__DIRECTION__
Pull out each line of the items below that contains the word "face".
────────
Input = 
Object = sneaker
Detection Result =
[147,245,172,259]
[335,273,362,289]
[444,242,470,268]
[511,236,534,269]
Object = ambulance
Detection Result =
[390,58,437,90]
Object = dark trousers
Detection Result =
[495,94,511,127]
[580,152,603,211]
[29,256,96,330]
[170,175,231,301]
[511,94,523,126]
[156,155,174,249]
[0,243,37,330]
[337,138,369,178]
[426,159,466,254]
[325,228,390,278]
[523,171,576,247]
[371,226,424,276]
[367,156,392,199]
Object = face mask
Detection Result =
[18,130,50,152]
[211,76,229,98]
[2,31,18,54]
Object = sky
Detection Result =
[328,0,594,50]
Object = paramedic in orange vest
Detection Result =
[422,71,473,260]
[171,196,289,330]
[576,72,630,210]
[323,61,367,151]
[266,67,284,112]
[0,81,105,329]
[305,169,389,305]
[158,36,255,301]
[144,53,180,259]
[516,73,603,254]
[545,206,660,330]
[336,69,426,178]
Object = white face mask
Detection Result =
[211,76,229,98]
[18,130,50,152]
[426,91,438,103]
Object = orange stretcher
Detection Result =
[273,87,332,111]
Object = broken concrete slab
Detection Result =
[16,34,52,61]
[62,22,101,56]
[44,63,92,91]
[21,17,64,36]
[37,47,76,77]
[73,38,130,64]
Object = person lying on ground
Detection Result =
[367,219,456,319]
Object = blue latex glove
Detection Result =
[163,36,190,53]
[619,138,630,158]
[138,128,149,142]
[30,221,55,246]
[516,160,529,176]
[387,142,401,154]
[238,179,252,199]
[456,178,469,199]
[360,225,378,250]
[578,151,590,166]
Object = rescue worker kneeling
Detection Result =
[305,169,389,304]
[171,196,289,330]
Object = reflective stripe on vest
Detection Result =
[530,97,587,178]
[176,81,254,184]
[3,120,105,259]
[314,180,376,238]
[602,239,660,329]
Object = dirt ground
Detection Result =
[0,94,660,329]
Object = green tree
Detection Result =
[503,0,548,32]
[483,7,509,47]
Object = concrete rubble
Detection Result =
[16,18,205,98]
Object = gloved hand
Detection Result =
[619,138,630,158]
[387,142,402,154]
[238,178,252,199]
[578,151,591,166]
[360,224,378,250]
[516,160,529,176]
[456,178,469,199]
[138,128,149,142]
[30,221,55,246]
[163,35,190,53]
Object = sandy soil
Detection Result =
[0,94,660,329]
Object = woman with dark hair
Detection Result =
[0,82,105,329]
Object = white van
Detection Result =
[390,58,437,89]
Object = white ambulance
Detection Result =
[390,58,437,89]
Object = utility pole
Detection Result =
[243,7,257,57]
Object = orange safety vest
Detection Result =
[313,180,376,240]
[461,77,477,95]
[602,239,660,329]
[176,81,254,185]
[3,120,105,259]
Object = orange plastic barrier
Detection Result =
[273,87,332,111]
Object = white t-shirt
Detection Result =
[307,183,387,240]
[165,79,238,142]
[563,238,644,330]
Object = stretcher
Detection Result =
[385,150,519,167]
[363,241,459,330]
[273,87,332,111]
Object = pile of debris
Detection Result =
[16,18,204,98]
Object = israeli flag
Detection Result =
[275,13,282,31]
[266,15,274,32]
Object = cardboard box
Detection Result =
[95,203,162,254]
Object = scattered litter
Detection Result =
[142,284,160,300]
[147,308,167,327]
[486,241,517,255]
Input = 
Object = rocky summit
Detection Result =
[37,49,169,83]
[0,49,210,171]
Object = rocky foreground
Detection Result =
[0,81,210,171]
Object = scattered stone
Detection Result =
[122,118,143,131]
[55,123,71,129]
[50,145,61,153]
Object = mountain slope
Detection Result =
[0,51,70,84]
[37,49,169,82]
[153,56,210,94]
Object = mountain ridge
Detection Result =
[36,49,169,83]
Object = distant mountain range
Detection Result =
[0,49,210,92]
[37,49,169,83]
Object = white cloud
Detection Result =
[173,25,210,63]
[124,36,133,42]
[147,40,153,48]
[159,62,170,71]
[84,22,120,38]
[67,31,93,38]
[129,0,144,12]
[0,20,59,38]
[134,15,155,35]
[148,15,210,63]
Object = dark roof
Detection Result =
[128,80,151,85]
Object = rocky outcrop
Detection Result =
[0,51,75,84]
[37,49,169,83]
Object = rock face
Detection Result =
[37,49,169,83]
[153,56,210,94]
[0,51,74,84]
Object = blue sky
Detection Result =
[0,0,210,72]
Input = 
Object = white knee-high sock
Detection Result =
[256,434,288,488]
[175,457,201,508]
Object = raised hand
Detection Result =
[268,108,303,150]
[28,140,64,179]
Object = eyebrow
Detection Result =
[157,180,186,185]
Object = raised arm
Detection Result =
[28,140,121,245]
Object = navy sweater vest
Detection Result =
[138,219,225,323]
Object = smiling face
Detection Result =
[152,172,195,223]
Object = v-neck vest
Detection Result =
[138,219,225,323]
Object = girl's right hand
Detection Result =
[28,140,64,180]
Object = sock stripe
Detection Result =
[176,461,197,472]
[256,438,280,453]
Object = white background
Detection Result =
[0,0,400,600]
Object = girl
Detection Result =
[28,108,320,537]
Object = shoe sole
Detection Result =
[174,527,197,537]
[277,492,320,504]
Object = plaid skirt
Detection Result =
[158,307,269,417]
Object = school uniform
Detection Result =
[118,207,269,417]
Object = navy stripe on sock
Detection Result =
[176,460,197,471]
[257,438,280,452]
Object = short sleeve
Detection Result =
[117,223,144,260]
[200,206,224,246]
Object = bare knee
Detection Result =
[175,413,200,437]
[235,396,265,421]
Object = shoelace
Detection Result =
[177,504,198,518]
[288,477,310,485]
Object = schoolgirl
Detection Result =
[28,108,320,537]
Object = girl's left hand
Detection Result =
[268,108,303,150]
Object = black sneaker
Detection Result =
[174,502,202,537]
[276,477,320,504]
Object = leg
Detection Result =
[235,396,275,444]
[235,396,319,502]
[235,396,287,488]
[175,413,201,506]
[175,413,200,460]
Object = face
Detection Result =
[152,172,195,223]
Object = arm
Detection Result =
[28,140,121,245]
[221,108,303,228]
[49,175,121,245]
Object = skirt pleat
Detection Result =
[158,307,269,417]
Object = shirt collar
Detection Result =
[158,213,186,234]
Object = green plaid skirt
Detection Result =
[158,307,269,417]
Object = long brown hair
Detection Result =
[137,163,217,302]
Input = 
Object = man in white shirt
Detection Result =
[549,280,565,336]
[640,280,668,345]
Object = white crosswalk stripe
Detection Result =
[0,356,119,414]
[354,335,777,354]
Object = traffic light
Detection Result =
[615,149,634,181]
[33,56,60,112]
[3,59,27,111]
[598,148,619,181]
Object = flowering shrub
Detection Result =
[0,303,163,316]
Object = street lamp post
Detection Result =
────────
__OUTPUT OF THE EXERCISE__
Object = face mask
Object = white face mask
Object = rock face
Object = smiling face
Object = face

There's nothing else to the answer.